Given task
Copy the records from the line with "Can you see the weathered" up to and including the line with "column 357, row 75", changing "stone bridge" to "old stone bridge" and leaving everything else as it is.
··· Data extract ···
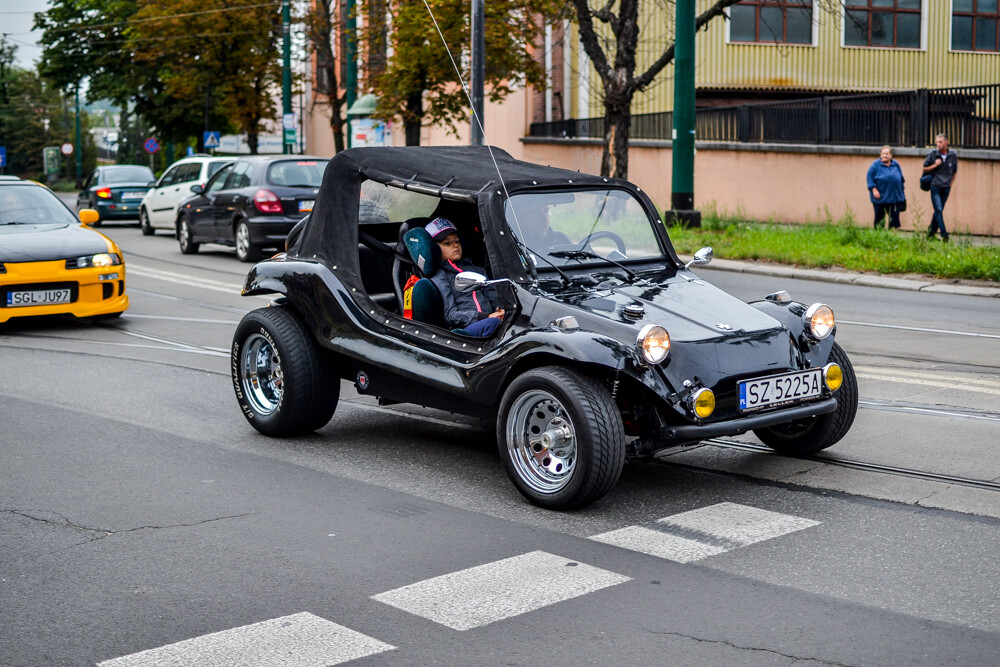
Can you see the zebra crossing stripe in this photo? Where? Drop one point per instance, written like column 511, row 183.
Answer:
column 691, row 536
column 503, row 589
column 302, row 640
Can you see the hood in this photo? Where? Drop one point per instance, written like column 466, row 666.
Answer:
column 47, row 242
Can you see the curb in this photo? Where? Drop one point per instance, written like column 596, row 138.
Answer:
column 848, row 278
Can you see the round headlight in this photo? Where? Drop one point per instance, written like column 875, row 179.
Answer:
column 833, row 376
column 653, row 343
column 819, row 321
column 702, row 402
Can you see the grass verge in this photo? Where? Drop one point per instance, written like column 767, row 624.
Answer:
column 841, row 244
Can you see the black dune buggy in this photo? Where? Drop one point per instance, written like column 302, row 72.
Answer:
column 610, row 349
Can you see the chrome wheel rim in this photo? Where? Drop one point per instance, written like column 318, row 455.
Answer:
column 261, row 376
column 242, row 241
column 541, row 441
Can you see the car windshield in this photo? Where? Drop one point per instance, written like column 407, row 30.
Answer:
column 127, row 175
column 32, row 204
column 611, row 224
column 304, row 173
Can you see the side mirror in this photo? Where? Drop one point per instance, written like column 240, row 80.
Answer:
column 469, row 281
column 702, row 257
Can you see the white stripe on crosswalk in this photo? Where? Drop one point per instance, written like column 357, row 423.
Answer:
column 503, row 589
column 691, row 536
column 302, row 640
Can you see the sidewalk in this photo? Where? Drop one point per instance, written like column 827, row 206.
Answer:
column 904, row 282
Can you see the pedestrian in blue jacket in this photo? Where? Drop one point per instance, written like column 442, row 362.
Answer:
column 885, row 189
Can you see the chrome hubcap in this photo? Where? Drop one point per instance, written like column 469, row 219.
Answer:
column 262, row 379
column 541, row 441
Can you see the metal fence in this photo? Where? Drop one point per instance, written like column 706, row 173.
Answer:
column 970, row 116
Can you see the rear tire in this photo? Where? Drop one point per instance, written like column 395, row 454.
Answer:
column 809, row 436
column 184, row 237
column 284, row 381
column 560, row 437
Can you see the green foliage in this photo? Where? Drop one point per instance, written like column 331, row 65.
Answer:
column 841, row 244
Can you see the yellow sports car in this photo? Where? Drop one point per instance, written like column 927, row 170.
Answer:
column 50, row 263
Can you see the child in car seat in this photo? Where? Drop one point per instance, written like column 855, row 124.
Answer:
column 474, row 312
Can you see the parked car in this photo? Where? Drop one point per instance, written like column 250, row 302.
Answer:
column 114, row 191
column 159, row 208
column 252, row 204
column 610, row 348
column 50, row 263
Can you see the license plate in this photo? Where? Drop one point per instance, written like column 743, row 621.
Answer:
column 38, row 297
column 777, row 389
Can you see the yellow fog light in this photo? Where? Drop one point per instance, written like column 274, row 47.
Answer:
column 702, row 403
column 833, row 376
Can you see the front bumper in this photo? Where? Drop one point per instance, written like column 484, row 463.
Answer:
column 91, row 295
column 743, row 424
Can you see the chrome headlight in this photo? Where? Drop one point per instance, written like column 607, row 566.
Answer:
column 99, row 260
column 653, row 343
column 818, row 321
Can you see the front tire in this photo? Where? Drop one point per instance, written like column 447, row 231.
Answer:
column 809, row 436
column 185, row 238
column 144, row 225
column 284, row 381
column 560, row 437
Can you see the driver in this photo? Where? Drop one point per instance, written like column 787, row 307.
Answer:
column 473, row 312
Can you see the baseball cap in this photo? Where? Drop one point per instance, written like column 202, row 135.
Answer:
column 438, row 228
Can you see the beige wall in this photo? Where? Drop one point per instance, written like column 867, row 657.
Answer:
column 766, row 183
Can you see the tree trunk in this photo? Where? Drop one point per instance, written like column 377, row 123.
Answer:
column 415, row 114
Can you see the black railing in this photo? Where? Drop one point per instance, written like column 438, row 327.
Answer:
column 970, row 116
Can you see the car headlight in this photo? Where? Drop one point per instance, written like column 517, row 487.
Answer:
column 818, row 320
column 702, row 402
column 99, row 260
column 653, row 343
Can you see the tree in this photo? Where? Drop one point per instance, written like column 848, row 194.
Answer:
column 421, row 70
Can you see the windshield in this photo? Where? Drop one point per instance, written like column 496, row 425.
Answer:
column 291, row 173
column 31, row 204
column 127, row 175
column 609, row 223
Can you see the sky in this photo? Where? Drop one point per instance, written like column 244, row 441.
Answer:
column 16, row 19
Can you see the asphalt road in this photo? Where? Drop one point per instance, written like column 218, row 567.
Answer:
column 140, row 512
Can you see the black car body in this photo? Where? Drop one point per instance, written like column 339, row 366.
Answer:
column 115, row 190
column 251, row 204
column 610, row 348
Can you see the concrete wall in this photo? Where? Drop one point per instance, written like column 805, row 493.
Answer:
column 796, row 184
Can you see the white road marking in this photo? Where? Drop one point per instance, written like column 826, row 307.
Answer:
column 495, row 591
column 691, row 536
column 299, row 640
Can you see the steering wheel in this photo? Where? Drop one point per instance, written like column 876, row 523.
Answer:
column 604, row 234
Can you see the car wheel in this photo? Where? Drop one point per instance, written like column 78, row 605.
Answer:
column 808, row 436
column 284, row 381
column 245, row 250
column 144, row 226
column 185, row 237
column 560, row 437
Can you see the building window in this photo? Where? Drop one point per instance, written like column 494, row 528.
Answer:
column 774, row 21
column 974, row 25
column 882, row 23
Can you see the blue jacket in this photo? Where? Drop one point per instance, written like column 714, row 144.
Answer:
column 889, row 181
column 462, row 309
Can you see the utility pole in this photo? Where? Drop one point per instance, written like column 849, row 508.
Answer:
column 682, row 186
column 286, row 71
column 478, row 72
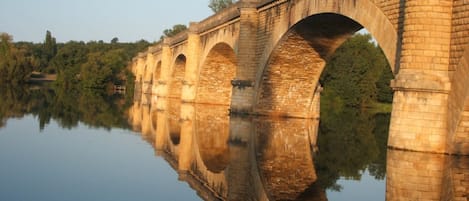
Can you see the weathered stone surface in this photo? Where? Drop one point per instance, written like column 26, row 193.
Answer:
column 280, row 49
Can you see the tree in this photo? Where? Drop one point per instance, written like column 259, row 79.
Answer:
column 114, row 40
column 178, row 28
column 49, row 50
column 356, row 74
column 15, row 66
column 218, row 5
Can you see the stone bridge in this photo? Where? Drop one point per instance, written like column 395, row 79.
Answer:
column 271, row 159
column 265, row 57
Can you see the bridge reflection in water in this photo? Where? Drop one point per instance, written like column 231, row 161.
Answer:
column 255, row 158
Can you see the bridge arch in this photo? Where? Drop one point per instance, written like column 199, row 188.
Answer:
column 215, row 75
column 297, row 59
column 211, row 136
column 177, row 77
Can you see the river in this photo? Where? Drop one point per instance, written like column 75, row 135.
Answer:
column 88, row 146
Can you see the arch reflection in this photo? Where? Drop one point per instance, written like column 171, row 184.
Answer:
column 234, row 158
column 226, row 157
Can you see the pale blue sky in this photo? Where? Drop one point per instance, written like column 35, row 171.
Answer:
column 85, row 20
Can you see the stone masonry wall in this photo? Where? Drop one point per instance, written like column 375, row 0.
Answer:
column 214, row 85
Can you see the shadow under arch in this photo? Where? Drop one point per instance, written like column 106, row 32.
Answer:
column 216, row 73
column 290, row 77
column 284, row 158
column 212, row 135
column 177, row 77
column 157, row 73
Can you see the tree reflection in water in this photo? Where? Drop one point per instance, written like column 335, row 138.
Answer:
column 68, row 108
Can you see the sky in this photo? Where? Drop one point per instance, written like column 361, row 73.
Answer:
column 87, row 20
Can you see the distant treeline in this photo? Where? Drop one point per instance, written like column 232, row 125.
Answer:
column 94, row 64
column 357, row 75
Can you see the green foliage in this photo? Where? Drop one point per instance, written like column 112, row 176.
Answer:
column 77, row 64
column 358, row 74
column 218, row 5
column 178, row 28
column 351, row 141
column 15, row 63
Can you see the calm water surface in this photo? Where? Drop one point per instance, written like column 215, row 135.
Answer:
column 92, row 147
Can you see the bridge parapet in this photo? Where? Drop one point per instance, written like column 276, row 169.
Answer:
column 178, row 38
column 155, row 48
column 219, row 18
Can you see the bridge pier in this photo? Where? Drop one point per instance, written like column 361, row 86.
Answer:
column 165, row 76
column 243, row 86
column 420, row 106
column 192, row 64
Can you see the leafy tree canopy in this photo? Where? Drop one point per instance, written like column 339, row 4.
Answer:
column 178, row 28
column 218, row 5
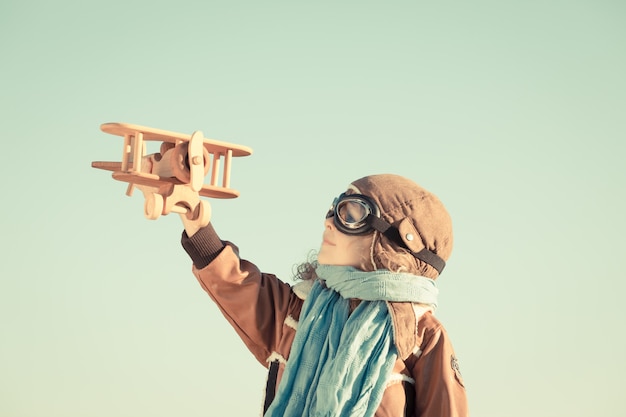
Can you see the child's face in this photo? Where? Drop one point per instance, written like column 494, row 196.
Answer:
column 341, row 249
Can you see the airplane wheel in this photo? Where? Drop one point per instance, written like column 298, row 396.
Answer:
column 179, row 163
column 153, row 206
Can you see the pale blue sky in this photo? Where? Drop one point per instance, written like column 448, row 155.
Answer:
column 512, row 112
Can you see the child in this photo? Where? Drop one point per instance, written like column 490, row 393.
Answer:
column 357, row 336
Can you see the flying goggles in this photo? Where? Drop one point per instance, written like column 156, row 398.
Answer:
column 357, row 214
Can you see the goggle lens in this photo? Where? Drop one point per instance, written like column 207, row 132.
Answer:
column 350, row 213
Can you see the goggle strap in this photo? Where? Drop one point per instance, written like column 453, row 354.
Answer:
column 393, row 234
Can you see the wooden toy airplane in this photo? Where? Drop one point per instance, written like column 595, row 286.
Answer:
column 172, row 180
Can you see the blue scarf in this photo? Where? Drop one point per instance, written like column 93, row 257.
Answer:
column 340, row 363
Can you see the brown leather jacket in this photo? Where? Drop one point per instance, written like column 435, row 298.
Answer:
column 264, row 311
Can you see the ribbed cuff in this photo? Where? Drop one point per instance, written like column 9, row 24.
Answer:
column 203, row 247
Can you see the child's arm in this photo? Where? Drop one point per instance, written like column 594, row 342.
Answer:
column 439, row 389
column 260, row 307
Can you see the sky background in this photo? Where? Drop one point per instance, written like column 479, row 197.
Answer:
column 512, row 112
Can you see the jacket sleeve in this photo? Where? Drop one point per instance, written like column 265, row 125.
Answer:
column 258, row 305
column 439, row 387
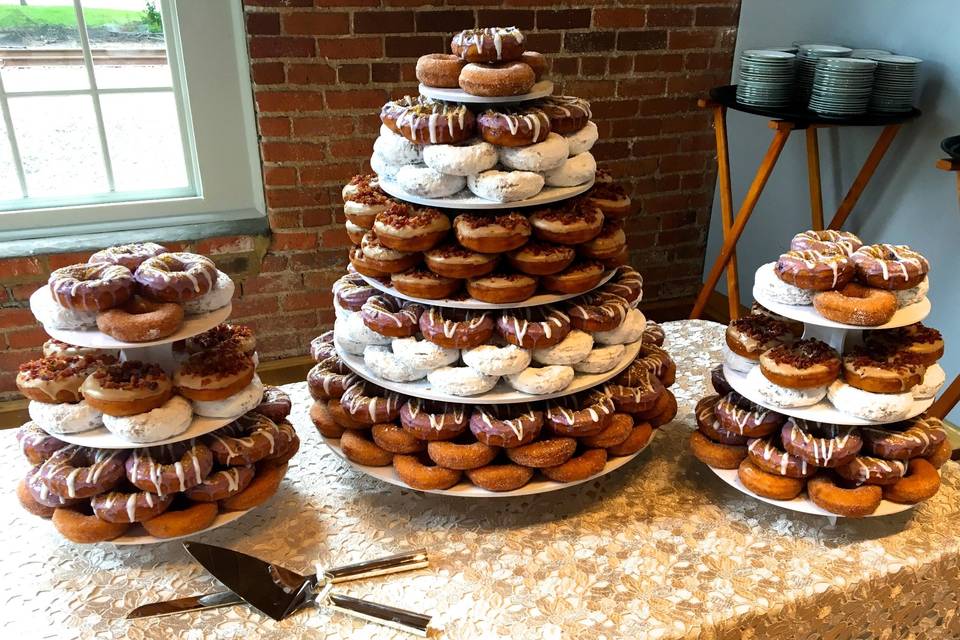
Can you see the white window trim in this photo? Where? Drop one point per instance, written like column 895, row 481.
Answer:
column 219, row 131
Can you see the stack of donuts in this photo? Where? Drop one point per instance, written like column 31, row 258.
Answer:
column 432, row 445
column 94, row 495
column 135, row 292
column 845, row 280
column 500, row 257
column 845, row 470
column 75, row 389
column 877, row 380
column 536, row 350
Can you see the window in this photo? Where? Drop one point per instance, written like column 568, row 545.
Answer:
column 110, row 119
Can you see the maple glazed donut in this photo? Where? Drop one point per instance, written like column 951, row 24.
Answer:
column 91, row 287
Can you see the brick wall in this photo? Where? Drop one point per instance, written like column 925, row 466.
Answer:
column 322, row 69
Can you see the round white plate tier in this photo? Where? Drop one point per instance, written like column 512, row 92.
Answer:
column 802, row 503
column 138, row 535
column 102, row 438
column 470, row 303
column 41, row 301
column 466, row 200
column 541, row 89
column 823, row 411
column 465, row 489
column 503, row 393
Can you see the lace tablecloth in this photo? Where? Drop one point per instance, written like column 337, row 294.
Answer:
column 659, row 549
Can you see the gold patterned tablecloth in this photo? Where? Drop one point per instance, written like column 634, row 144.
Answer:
···
Task result
Can you see the weathered stone surface in this photo? Where? Drop one point per instance, written like column 26, row 193.
Answer:
column 280, row 49
Can you see the tree in this photo? Where? Drop one point per instance, written like column 259, row 79.
Answer:
column 114, row 40
column 178, row 28
column 49, row 50
column 356, row 74
column 15, row 66
column 218, row 5
Can you see the old stone bridge in this photo? Where? Drop one point per instance, written like column 395, row 79.
Answer:
column 271, row 159
column 265, row 57
Can you see the bridge reflection in water in this photo? Where? Drop one point per instance, written like column 231, row 161.
Answer:
column 255, row 158
Can you see the bridge arch in this photo? Where? Drop one point per instance, written like column 199, row 188.
Answer:
column 215, row 75
column 297, row 59
column 211, row 136
column 177, row 77
Can you see the river in this photo? Where? Drop one point per instance, written like column 75, row 135.
Answer:
column 88, row 146
Can you see the arch reflection in this photo? Where? Drop one point per instance, written like column 171, row 184.
Answer:
column 234, row 158
column 226, row 157
Can you see the pale blue sky in this photo? Where? Drop one point per instance, written like column 35, row 171.
Answer:
column 85, row 20
Can you see the stone masonry wall in this photo? Where? Drop one point per instance, written like column 375, row 0.
Answer:
column 214, row 85
Can you see the shadow under arch in this photo? Where? Drop one point per instance, written like column 106, row 32.
Answer:
column 216, row 73
column 290, row 77
column 284, row 158
column 212, row 135
column 177, row 77
column 157, row 73
Can you see the tree reflection in water in this photo? Where? Drop one point per instance, written like column 335, row 138.
Answer:
column 68, row 108
Can you see the sky in this photo? Where? Drop one point per instance, written like column 361, row 73.
Answer:
column 87, row 20
Can you see the distant treeline in this photo? Where? Drop one point per instance, written like column 232, row 125.
Answer:
column 94, row 64
column 357, row 75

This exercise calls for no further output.